_Problem to solve:_ Print all of the data below character for character, leaving out the pictures.

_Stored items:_
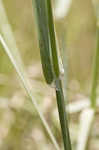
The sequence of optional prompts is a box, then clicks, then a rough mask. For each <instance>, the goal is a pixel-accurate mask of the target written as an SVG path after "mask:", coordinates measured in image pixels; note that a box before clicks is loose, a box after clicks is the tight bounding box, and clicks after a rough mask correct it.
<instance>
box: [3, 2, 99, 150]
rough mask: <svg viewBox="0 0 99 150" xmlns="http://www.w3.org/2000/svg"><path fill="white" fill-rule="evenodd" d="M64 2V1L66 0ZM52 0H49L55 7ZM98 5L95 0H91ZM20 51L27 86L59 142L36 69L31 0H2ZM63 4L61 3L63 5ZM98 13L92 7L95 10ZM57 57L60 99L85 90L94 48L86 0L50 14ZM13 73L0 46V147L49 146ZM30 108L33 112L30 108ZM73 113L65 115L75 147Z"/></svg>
mask: <svg viewBox="0 0 99 150" xmlns="http://www.w3.org/2000/svg"><path fill="white" fill-rule="evenodd" d="M60 1H61V0H60ZM67 1H68V0H67ZM57 3H58V0H56V1H53V7H56V5H57ZM94 3H95V4H97V5H95V6H97V7H96V9H97V10H98V3H99V2H98V0H94ZM4 6H5V9H6V13H7V16H8V19H9V23H10V25H11V27H12V30H13V33H14V36H15V39H16V42H17V46H18V48H19V50H20V51H19V52H20V55H21V57H22V60H23V62H24V65H25V69H26V71H27V74H28V77H29V79H30V81H31V85H32V88H33V95H34V96H35V98H36V99H37V100H38V101H37V102H38V104H39V106H40V108H41V110H42V112H43V114H44V116H45V118H46V120H47V122H48V124H49V126H50V128H51V130H52V131H53V134H54V135H55V137H56V139H57V141H58V143H59V145H60V146H61V145H62V140H61V132H60V125H59V121H58V114H57V105H56V100H55V93H54V89H53V88H52V87H49V86H48V85H46V83H45V80H44V77H43V74H42V68H41V62H40V55H39V47H38V40H37V33H36V23H35V18H34V15H33V9H32V0H28V1H27V0H4ZM66 9H67V8H66ZM97 12H98V11H97ZM55 24H56V32H57V36H58V41H59V46H60V51H61V56H62V58H63V63H64V68H65V69H67V72H66V74H68V78H67V79H66V74H65V76H64V77H63V78H62V79H63V81H64V87H65V88H64V92H65V93H66V97H67V98H66V102H67V103H70V102H74V101H79V100H81V99H83V98H85V97H88V96H89V95H90V87H91V73H92V60H93V54H94V50H95V32H96V18H95V11H94V8H93V5H92V1H91V0H72V3H71V5H70V9H69V10H68V13H67V14H66V16H64V17H62V18H61V17H60V18H58V17H55ZM28 101H29V99H28V97H27V94H26V93H25V92H24V89H23V88H22V85H21V84H20V82H19V78H18V76H17V74H16V71H15V70H14V68H13V66H12V64H11V62H10V60H9V58H8V56H7V55H6V54H5V52H4V50H3V48H2V47H1V45H0V150H54V149H55V148H54V146H53V145H52V144H51V141H50V139H49V137H48V134H47V133H46V131H45V129H44V127H43V126H42V123H41V121H40V119H39V117H38V114H37V112H36V111H35V109H34V107H32V105H31V104H29V103H28ZM32 110H33V112H32ZM78 118H79V113H75V114H72V115H69V123H70V133H71V139H72V145H73V148H74V149H75V145H76V141H77V133H78V130H79V129H78V121H79V119H78ZM89 149H90V150H98V149H99V115H98V114H97V116H96V118H95V122H94V127H93V130H92V133H91V142H90V146H89Z"/></svg>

_Answer box:_
The sequence of optional prompts is a box, then clicks, then a rough mask. For each <instance>, the goal is a pixel-accurate mask of the target written as an SVG path after "mask:", coordinates measured in image pixels; note that a box before clicks is loose, a box after clicks is the tight bounding box, and clicks after a rough mask correct it.
<instance>
box: [3, 2, 99, 150]
rough mask: <svg viewBox="0 0 99 150" xmlns="http://www.w3.org/2000/svg"><path fill="white" fill-rule="evenodd" d="M64 2V1L66 0ZM52 0H49L55 7ZM98 5L95 0H91ZM20 51L27 86L59 142L36 69L31 0H2ZM63 4L61 3L63 5ZM98 13L92 7L95 10ZM57 57L60 99L85 90L94 48L86 0L50 14ZM13 73L0 46V147L49 146ZM30 108L33 112L30 108ZM73 113L65 115L75 147Z"/></svg>
mask: <svg viewBox="0 0 99 150" xmlns="http://www.w3.org/2000/svg"><path fill="white" fill-rule="evenodd" d="M60 1H61V0H60ZM67 1H68V0H67ZM57 3H58V0H56V1H53V7H56V5H57ZM94 3H95V4H97V5H95V6H97V7H96V9H97V10H98V3H99V2H98V0H94ZM4 6H5V9H6V13H7V16H8V19H9V23H10V25H11V27H12V30H13V33H14V36H15V39H16V42H17V46H18V48H19V50H20V51H19V52H20V55H21V57H22V60H23V62H24V65H25V69H26V71H27V74H28V77H29V79H30V81H31V85H32V88H33V95H34V96H35V98H36V99H37V100H38V101H37V102H38V104H39V106H40V108H41V110H42V112H43V114H44V116H45V118H46V120H47V122H48V124H49V126H50V128H51V130H52V131H53V134H54V135H55V137H56V139H57V141H58V143H59V145H60V146H61V145H62V140H61V132H60V125H59V121H58V114H57V105H56V100H55V93H54V89H53V88H52V87H49V86H48V85H46V83H45V80H44V77H43V74H42V68H41V62H40V55H39V47H38V40H37V33H36V23H35V18H34V15H33V9H32V0H28V1H27V0H4ZM66 9H67V8H66ZM97 12H98V11H97ZM55 24H56V32H57V36H58V41H59V46H60V51H61V56H62V58H63V63H64V68H65V69H67V72H66V74H68V78H67V79H66V74H65V76H64V77H63V78H62V79H63V81H64V87H65V88H64V92H65V93H66V97H67V98H66V102H67V103H70V102H74V101H79V100H81V99H83V98H85V97H88V96H89V95H90V87H91V73H92V60H93V54H94V50H95V32H96V18H95V11H94V8H93V5H92V1H91V0H72V3H71V5H70V9H69V10H68V13H67V14H66V16H64V17H62V18H61V17H60V18H58V17H55ZM28 101H29V99H28V97H27V94H26V93H25V92H24V89H23V88H22V85H21V84H20V82H19V78H18V76H17V74H16V71H15V70H14V68H13V66H12V64H11V62H10V60H9V58H8V56H7V55H6V54H5V52H4V50H3V48H2V47H1V45H0V150H54V149H55V148H54V146H53V145H52V144H51V141H50V139H49V137H48V134H47V133H46V131H45V129H44V127H43V126H42V123H41V121H40V119H39V117H38V114H37V112H36V111H35V109H34V107H32V105H31V104H29V103H28ZM32 110H33V112H32ZM78 118H79V113H75V114H72V115H69V123H70V133H71V139H72V145H73V148H74V149H75V145H76V141H77V133H78V130H79V129H78V121H79V119H78ZM89 149H90V150H98V149H99V115H98V114H97V116H96V118H95V122H94V127H93V130H92V133H91V142H90V146H89Z"/></svg>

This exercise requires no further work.